***** EXTRACTED INFORMATION

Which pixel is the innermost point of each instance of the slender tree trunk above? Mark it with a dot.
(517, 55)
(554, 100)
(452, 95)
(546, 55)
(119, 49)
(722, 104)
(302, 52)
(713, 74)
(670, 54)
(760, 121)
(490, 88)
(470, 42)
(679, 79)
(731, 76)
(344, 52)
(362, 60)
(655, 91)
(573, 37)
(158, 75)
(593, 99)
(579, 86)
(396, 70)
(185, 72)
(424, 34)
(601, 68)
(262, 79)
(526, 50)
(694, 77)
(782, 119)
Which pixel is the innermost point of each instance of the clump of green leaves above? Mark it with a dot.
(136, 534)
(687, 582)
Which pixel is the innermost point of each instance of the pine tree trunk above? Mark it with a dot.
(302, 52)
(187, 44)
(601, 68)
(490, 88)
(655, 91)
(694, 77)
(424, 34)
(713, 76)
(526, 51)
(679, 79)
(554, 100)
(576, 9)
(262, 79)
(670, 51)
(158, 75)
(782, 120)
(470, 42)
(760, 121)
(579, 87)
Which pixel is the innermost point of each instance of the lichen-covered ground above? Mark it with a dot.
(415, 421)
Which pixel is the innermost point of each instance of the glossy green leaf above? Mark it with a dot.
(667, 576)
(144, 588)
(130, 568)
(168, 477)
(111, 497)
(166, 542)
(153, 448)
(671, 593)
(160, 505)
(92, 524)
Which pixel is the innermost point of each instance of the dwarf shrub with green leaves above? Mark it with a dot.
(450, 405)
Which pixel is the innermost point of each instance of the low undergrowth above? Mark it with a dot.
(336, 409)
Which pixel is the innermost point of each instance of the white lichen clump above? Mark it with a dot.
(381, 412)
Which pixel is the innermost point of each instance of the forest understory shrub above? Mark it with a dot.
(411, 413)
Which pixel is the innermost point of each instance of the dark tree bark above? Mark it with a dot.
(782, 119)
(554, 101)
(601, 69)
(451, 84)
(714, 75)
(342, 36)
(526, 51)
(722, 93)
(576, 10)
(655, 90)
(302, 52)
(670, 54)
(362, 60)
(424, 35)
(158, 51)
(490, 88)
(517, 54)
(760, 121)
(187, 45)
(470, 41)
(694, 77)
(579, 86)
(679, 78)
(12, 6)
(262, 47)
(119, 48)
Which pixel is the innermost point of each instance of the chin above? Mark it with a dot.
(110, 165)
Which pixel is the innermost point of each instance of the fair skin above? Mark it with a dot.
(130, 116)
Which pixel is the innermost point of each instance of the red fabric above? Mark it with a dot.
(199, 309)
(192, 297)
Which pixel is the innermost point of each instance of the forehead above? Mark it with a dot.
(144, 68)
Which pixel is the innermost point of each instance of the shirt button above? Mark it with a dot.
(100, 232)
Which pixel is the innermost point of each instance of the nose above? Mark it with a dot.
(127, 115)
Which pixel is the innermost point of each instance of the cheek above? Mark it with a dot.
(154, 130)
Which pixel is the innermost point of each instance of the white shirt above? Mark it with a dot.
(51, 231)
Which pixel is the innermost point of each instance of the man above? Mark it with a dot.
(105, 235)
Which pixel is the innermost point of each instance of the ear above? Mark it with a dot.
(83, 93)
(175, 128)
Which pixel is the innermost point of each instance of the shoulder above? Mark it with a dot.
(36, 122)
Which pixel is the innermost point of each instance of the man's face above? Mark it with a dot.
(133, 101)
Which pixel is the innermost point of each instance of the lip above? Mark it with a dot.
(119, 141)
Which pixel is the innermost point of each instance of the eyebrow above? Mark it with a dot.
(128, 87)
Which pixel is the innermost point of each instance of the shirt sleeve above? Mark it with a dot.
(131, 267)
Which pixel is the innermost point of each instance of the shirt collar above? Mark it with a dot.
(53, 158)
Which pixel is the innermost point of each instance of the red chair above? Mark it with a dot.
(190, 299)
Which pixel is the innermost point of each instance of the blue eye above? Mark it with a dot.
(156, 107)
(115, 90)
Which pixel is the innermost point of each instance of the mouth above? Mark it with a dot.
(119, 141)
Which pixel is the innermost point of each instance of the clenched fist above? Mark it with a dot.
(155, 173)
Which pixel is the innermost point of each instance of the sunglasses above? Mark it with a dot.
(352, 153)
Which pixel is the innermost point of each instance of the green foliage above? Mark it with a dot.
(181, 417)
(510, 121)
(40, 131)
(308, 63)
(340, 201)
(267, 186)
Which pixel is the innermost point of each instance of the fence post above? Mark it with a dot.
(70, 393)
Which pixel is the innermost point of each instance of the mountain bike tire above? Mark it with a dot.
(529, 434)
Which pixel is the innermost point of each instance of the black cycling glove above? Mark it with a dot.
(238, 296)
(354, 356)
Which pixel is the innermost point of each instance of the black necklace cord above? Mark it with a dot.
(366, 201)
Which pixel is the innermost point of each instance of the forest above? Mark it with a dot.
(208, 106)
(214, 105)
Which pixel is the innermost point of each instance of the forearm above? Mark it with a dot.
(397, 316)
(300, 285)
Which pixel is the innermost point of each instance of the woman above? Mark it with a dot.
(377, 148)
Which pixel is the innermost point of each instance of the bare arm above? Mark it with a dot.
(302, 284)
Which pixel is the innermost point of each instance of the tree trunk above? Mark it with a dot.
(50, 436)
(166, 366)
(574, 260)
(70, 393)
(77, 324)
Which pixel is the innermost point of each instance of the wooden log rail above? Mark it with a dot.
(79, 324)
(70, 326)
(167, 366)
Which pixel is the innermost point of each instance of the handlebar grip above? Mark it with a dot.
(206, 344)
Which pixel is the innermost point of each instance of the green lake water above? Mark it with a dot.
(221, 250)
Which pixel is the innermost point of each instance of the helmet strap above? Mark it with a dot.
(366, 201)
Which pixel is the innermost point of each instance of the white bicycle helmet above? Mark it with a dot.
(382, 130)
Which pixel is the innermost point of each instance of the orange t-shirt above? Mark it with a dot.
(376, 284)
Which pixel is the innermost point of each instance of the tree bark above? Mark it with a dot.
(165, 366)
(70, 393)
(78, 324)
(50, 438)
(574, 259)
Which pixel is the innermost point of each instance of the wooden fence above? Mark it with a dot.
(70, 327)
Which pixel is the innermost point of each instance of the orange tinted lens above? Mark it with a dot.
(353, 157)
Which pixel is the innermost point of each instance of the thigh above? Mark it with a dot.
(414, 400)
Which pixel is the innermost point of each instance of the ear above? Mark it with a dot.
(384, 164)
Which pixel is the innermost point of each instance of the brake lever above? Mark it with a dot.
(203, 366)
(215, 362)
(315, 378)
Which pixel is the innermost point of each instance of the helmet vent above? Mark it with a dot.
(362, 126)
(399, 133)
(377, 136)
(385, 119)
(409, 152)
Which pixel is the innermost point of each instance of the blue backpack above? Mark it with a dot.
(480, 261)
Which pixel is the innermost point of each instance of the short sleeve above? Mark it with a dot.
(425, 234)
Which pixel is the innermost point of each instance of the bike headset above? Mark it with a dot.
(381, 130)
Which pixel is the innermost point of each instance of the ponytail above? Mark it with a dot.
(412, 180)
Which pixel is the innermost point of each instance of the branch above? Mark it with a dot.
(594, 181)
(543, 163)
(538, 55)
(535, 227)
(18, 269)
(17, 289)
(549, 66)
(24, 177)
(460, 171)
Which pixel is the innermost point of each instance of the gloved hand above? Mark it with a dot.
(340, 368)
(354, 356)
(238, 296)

**********

▶ _THE TASK_
Print the entries exactly. Include every one.

▶ _CORRECT ANSWER_
Which pixel is the innermost point of each instance of the slender tree trunk above? Mark it with a dot.
(517, 55)
(554, 100)
(452, 95)
(546, 55)
(119, 49)
(722, 104)
(302, 52)
(713, 74)
(670, 54)
(760, 121)
(490, 88)
(470, 42)
(679, 79)
(731, 76)
(344, 52)
(362, 60)
(655, 91)
(573, 37)
(158, 75)
(593, 99)
(579, 86)
(396, 70)
(185, 72)
(424, 34)
(601, 68)
(262, 79)
(526, 50)
(694, 77)
(782, 119)
Which pixel is the innermost point of each instance of the clump of green leaves above? Mark it with a dot.
(136, 534)
(687, 582)
Which pixel is the innermost point of each instance of the pine tree trunk above? Mark it with a dot.
(302, 52)
(187, 44)
(601, 68)
(490, 88)
(655, 91)
(694, 77)
(424, 34)
(713, 76)
(526, 51)
(679, 79)
(554, 100)
(576, 9)
(262, 79)
(670, 51)
(158, 75)
(782, 120)
(470, 42)
(760, 121)
(579, 87)
Which pixel is the innermost point of each instance of the lichen-covered ground above? Mark it with a dot.
(415, 421)
Which pixel is the innermost point of each instance of the glossy green leaf above? Mark it with a dot.
(667, 576)
(144, 588)
(130, 568)
(168, 477)
(111, 497)
(166, 542)
(153, 448)
(671, 593)
(160, 505)
(92, 524)
Which pixel is the innermost point of each instance of the dwarf shrub with green leaves above? Mark it with a dot.
(450, 405)
Which pixel is the innermost point of each instance of the low undergrowth above? Mark it with a dot.
(336, 409)
Which pixel is the innermost point of each instance of the white lichen clump above? Mark it with a dot.
(381, 412)
Which pixel is the innermost point of each instance of the forest understory shrub above? Mark it with a dot.
(411, 413)
Which pixel is the innermost point of each instance of the dark tree bark above? Mark it with a dot.
(782, 119)
(554, 101)
(601, 69)
(451, 84)
(714, 75)
(342, 36)
(526, 51)
(722, 93)
(576, 10)
(655, 90)
(302, 52)
(670, 54)
(362, 60)
(424, 35)
(158, 51)
(490, 88)
(517, 54)
(760, 121)
(187, 45)
(470, 41)
(694, 77)
(579, 86)
(679, 78)
(12, 6)
(262, 47)
(119, 48)
Which pixel is the innermost point of each instance of the chin above? Mark it with a dot.
(110, 165)
Which pixel is the innermost point of each instance of the fair skin above? Mark it with a dot.
(130, 116)
Which pixel is the innermost point of each instance of the red fabric above? Mark it with a dot.
(199, 309)
(192, 297)
Which pixel is the innermost point of each instance of the forehead above? Mark it with a dot.
(144, 68)
Which pixel is the innermost point of each instance of the shirt button above? Mark it with a dot.
(100, 232)
Which pixel is the innermost point of each instance of the nose above? Mark it with a dot.
(127, 115)
Which pixel is the innermost point of each instance of the cheek above? Mark it with a dot.
(154, 130)
Which pixel is the innermost point of each instance of the white shirt above? Mark it with a dot.
(51, 231)
Which pixel is the innermost point of each instance of the man above? Mark it with a dot.
(105, 235)
Which pixel is the innermost point of each instance of the ear above? Mark it with a dot.
(83, 93)
(175, 128)
Which pixel is the innermost point of each instance of the shoulder above? Mark it with a dot.
(36, 122)
Which pixel is the innermost point of each instance of the man's face above? Mark it with a dot.
(133, 101)
Which pixel is the innermost point of each instance of the lip above? Mark it with a dot.
(119, 141)
Which pixel is the innermost point of each instance of the eyebrow above? Mark it with a dot.
(128, 87)
Which pixel is the innermost point of each instance of the shirt sleeve above? Mark it with a dot.
(131, 267)
Which pixel is the innermost point of each instance of the shirt collar above? Mark it with a dot.
(53, 158)
Which pixel is the innermost point of each instance of the red chair above? Mark it with a dot.
(190, 299)
Which pixel is the innermost point of each instance of the blue eye above? Mark it with a dot.
(156, 107)
(115, 90)
Which pixel is the innermost point of each instance of the mouth above? Mark it with a dot.
(119, 141)
Which pixel is the innermost point of each instance of the clenched fist above? Mark it with a dot.
(155, 173)
Which pixel is the innermost point of each instance of the sunglasses above? Mark it with a dot.
(352, 153)
Which pixel is the innermost point of each instance of the green foliage above? Mark it with a dot.
(181, 417)
(510, 121)
(40, 131)
(308, 63)
(340, 201)
(267, 186)
Which pixel is the innermost point of each instance of the fence post above? Mark it with a dot.
(70, 393)
Which pixel is the innermost point of each instance of the mountain bike tire above? Mark it with a dot.
(529, 434)
Which pixel is the innermost point of each instance of the black cycling glove above? Mark it with a dot.
(238, 296)
(354, 356)
Which pixel is the innermost point of each instance of the black necklace cord above? Mark it with a dot.
(366, 201)
Which pixel is the innermost point of each instance of the forest above? Mark it with a dot.
(208, 106)
(214, 105)
Which pixel is the innermost point of each instance of the forearm above? Mark it with a dot.
(397, 316)
(300, 285)
Which pixel is the innermost point of each instance of the woman above? Mark it with a dot.
(377, 148)
Which pixel is the innermost point of each instance of the bare arm above? Mark it with a dot.
(302, 284)
Which pixel is the innermost point of each instance of the tree trunk above? Mark it with a dot.
(50, 436)
(166, 366)
(574, 260)
(70, 393)
(77, 324)
Which pixel is the innermost point of each instance of the wooden log rail above? Mark it with a dot.
(79, 324)
(70, 326)
(167, 366)
Which pixel is the innermost point of each instance of the handlebar grip above? Mark it with a dot.
(206, 344)
Which pixel is the innermost point of each instance of the green lake water above? Mark it with a dot.
(221, 250)
Which pixel is the innermost point of each instance of the helmet strap above? Mark it with a dot.
(366, 201)
Which pixel is the innermost point of each instance of the white bicycle helmet above? Mark it with a dot.
(382, 130)
Which pixel is the innermost point of each instance of the orange t-shirt above? Mark it with a dot.
(376, 284)
Which pixel is the innermost point of each instance of the tree bark above? Mark it with a dot.
(165, 366)
(70, 393)
(78, 324)
(50, 438)
(574, 259)
Which pixel is the innermost point of each instance of the wooden fence above? Mark it with a dot.
(70, 327)
Which pixel is the innermost point of each instance of the orange tinted lens above? Mark it with a dot.
(353, 157)
Which pixel is the innermost point of each instance of the thigh above? Mark it with a dot.
(414, 400)
Which pixel is the innermost point of each instance of the ear above? Mark it with a dot.
(384, 164)
Which pixel is the innermost point of each instance of the brake lever above? Mark it with a dot.
(203, 366)
(215, 362)
(315, 378)
Which pixel is the innermost point of each instance of the helmet vent above? Mark it with a dot.
(362, 126)
(399, 133)
(377, 136)
(385, 119)
(409, 152)
Which pixel is the innermost point of each instance of the blue backpack above? Mark it with a dot.
(480, 261)
Which pixel is the innermost point of each instance of the short sleeve above? Mark it with a dot.
(425, 234)
Which pixel is the innermost point of each instance of the bike headset above? Mark it with a dot.
(381, 130)
Which pixel is the innermost point of each instance of the ponytail above? Mark it with a dot.
(412, 180)
Which pixel is the innermost point of each instance of the branch above? Mark it with a dot.
(594, 181)
(543, 163)
(538, 55)
(535, 227)
(18, 269)
(17, 289)
(549, 66)
(24, 177)
(460, 171)
Which pixel is the innermost point of each instance of the gloved hand above? Mark it with a dot.
(340, 368)
(354, 356)
(238, 296)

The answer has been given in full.